Records for the task »
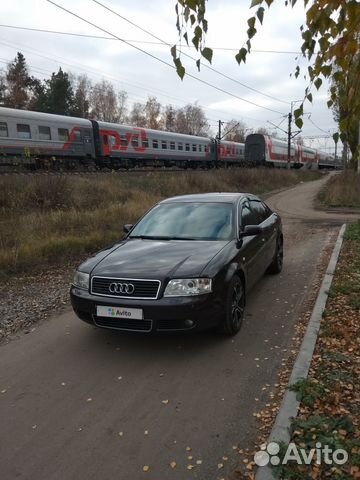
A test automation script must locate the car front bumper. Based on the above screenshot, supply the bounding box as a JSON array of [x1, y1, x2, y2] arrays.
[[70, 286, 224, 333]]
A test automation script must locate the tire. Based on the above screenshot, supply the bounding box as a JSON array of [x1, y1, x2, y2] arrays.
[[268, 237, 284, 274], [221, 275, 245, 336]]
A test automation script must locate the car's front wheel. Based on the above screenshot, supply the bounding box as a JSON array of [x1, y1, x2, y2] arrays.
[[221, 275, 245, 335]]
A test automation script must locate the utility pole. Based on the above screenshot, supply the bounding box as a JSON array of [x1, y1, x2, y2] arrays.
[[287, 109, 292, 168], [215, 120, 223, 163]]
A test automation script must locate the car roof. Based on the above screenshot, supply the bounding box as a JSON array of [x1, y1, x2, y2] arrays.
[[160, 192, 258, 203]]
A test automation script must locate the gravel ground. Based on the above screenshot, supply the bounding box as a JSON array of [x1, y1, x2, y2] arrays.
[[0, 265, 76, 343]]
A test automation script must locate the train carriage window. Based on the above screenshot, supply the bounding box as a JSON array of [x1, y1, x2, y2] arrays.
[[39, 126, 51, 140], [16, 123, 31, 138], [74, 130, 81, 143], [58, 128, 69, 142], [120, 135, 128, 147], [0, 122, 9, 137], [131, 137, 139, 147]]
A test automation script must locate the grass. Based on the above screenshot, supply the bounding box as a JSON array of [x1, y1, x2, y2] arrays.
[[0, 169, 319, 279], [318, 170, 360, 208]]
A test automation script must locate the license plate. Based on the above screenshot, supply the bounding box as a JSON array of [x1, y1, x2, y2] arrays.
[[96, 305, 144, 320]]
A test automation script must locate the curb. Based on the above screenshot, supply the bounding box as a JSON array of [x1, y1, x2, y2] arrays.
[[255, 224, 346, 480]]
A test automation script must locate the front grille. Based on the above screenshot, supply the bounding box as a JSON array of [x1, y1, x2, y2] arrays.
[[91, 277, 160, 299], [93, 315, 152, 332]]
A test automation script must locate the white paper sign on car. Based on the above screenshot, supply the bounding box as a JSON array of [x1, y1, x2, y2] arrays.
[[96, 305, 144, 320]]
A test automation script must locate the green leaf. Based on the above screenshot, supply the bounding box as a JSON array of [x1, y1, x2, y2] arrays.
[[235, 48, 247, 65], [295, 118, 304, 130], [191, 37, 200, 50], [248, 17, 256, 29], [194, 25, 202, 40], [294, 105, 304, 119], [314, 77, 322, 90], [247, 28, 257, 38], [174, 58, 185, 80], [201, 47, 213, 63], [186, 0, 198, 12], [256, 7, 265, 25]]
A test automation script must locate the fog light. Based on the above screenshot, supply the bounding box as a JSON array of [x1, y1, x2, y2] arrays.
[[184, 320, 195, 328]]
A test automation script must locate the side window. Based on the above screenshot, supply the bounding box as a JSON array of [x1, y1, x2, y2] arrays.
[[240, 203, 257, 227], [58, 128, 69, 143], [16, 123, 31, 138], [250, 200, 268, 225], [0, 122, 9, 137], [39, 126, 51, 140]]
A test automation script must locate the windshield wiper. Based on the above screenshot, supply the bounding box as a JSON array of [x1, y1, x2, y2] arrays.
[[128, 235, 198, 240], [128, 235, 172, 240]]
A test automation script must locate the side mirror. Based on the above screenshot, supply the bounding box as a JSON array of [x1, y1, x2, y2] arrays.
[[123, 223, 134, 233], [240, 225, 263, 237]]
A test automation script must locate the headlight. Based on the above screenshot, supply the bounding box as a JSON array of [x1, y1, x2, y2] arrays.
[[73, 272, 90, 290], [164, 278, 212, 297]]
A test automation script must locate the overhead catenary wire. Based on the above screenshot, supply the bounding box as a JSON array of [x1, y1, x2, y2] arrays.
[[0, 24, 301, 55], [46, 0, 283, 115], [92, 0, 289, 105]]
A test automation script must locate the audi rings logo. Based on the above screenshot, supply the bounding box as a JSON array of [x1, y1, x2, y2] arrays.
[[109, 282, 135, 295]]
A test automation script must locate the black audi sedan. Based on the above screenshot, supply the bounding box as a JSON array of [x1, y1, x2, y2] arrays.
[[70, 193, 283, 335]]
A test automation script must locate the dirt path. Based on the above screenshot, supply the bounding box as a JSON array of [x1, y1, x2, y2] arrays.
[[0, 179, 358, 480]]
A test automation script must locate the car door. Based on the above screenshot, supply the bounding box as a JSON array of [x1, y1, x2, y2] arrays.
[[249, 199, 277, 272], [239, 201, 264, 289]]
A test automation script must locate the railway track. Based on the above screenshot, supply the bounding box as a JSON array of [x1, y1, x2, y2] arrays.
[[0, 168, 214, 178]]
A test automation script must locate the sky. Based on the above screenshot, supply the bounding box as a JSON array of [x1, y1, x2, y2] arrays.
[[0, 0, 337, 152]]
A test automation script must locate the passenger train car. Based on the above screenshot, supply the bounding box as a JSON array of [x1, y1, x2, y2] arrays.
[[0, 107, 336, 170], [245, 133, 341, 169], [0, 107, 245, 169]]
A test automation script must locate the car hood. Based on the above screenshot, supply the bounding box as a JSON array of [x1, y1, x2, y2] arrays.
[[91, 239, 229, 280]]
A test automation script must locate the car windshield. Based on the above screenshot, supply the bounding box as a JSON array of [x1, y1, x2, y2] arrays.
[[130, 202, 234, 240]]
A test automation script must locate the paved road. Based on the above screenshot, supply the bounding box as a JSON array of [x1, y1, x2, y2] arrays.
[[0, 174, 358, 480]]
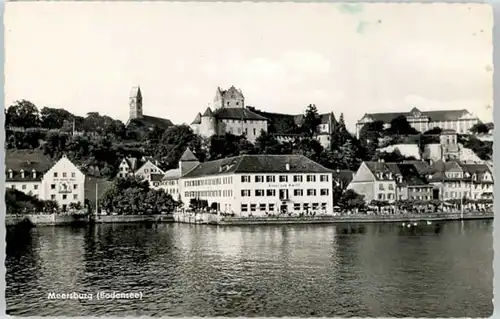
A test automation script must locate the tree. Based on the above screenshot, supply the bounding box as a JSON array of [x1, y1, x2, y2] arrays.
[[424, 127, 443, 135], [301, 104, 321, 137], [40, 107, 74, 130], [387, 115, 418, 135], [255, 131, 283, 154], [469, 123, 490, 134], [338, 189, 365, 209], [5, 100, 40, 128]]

Description of the task »
Copy the data again from the line with "A test automation script must locate the utility" to the line with "[[0, 169, 319, 279], [318, 170, 360, 208]]", both included, keeping every request line as it is and offsetting each bounding-box coordinate in the answers by -31.

Final result »
A test automation script must locate the utility pole. Based on the above screenshot, supply the bounding box as a JSON array of [x1, y1, x2, y2] arrays.
[[256, 78, 261, 137], [184, 89, 192, 132]]
A test automation script must locate the car roof. Based on the above screenshot, supply the bounding box as a JSON array of [x1, y1, x2, y2] arrays.
[[129, 161, 227, 172]]
A test automation script must locate the gravel ground. Based on the above screenshot, supply the bounding box as a JSON array of [x1, y1, x2, y2] arrays.
[[-31, 234, 45, 312]]
A test automation script must locate the train carriage window. Based on the above screenshot, supply the bounding box as a JSON array of [x1, y1, x2, y2] arrays.
[[8, 95, 20, 109], [-15, 92, 0, 107], [43, 99, 50, 112], [27, 97, 38, 111], [89, 104, 97, 116], [-31, 91, -22, 106], [100, 106, 108, 116]]
A test automation script must locate the grass. Based on the above screenshot, supply the bounding box as a JSON array of [x1, y1, x2, y2] arrays.
[[-31, 138, 288, 248], [287, 139, 329, 177]]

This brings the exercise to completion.